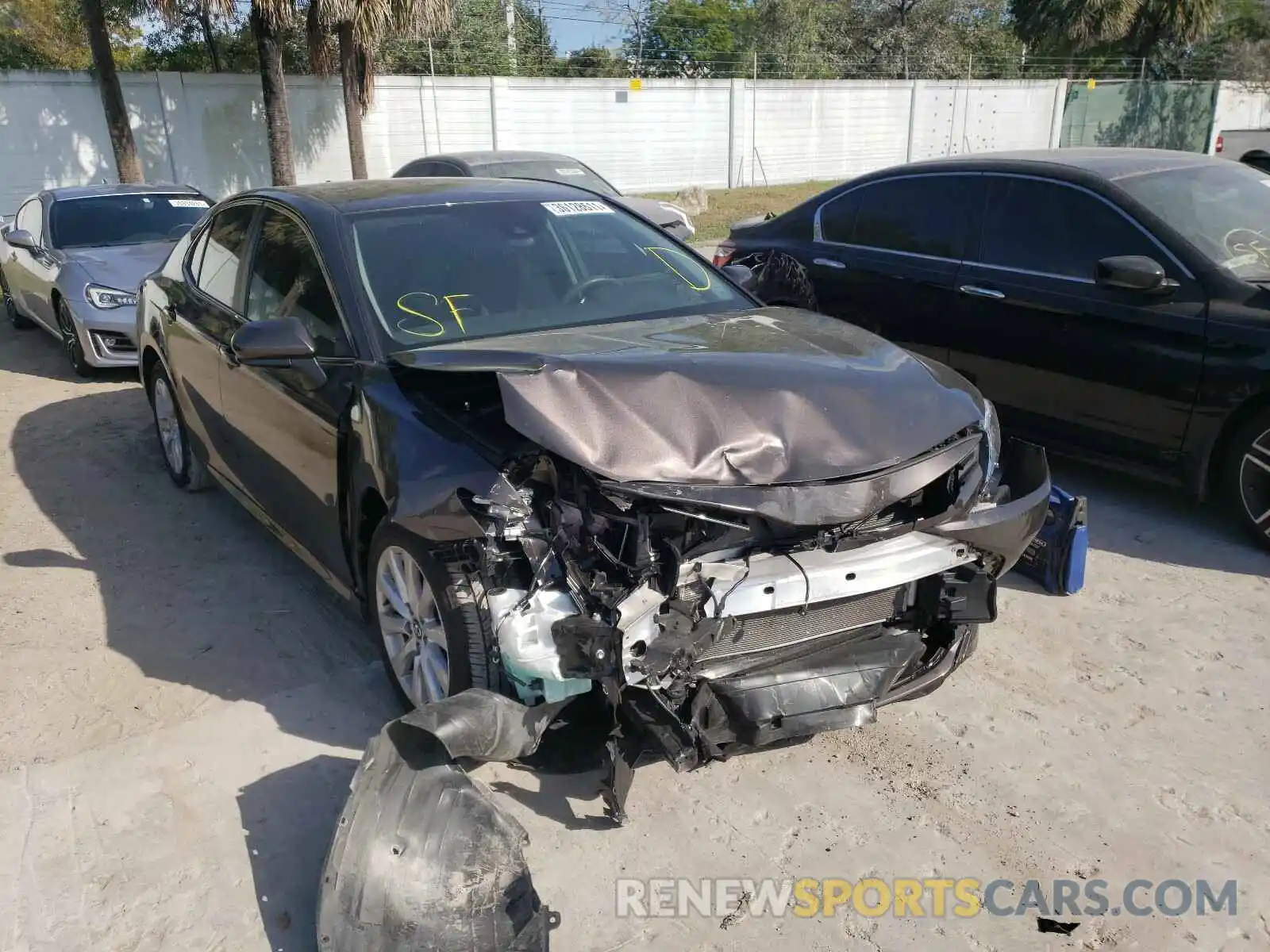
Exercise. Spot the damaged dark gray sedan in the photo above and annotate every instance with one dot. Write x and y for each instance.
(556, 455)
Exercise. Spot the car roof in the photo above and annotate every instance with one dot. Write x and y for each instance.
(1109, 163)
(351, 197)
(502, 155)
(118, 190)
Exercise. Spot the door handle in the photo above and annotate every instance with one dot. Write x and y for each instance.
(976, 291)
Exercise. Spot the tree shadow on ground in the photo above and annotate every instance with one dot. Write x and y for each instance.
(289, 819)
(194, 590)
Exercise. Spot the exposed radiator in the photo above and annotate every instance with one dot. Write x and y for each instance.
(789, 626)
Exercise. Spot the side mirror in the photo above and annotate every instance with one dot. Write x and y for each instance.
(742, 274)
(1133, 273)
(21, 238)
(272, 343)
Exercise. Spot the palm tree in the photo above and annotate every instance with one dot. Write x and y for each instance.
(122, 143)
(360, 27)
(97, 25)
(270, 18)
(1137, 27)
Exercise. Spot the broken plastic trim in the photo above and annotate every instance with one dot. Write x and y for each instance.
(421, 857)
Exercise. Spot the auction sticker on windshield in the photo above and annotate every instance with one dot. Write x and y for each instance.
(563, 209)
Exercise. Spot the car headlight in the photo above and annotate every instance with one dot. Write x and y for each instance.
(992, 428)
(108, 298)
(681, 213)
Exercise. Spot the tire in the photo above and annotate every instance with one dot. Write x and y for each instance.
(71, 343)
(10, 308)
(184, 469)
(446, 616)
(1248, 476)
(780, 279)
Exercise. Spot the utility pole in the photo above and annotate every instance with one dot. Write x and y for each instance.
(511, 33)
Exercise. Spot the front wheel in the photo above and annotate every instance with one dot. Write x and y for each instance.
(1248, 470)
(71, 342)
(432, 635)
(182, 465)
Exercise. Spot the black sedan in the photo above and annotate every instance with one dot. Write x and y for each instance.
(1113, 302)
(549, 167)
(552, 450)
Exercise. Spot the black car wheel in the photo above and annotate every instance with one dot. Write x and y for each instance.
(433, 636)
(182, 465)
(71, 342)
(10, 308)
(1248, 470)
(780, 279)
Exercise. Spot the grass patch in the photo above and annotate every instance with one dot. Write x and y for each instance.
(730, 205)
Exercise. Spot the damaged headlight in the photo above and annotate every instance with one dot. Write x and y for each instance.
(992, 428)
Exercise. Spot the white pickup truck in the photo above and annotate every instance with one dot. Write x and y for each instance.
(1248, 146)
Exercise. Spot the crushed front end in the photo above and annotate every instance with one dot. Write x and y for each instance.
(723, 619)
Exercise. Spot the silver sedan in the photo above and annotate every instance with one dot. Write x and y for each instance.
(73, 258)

— Instructions for the task —
Reproduce every line of the records above verbatim, from the first line through the last coordinate pair. Omit the picture.

— Written response —
Exercise. Spot the damaged dark gray sedan in the photo above and annotate every instance with one dot. Write x and y for each instance.
(556, 455)
Exercise. Spot the car roof in the photo above and annotate every instance with one dot. Write x and y for each instance.
(1109, 163)
(351, 197)
(502, 155)
(118, 190)
Exercise. Spot the door handle in the photo above and annotate every instance with one dot. Write x and y for each instance.
(976, 291)
Exercise. Spot the tree shadow on ground in the photo above and annotate every instance with one dot. Write x and y for each instance.
(289, 819)
(194, 590)
Exercise. Spot the exposed radiator in the photo above and annotate every instance with one dot. Write x and y for each instance.
(789, 626)
Exercise. Spot the side mirror in the photo above and annotate every instance with one dot. Write x and y for each instance.
(742, 274)
(1133, 273)
(21, 238)
(272, 343)
Exercise. Spot the palm tree in the photo above and annotate every instance with one dot. Write x and y for each instance.
(122, 143)
(360, 27)
(97, 25)
(270, 18)
(1137, 27)
Exercise. Spot the broken plastic trim in the photo above and annotate every instance with one dot. Write x and y for each instance.
(421, 857)
Exercise. Spot the auction sticker on windshield in the photo above and annotate every instance with one dot. Write x and y for each instance.
(563, 209)
Exercise. Spot the car headlight in the photo above and annotate every instance with one dot. Write x and y for each instance.
(992, 428)
(108, 298)
(681, 213)
Exercise. Spot the tire in the photo above and annotate every instance with one dot. Write x and y for each instance.
(71, 343)
(10, 308)
(184, 469)
(446, 616)
(1248, 476)
(780, 279)
Exercise. Spot the utility pole in the photo above and annotate every instance with one dot. Write x and y for each instance.
(511, 33)
Exercise. Spot the front wheel in the photo above and annotate every instance with one dot. Write x and y for each instance.
(1248, 470)
(71, 342)
(432, 635)
(182, 465)
Exercise. Spot the black sedan in the photo above and annotate every instance with one dot. Write x and y for each instance.
(1113, 302)
(549, 167)
(552, 450)
Exercise. Spot the black car wheel in the photo above and annotate every instance with one dot. Write x and y for each instance.
(433, 636)
(182, 465)
(71, 342)
(10, 308)
(1248, 470)
(780, 279)
Exercise. Spot the grass patch in the photo above and annotate every instance with one dot. Write x and y for each instance.
(730, 205)
Exercise. Spot the damaged headlight in the photo above and annotate every instance with one dot. Write x and y for each instance.
(992, 428)
Exercise. Spot the white pickup truck in the photo above and annotate every instance with one dot. Write x and y for each instance.
(1248, 146)
Exercise. Spot the crushed front end in the photo above and annotate every instance with one dot. Write x and y for each instance.
(723, 619)
Exercise. Spot the silver sedan in the photo above and annotate every instance with one dot. Write x and y for each instance.
(73, 258)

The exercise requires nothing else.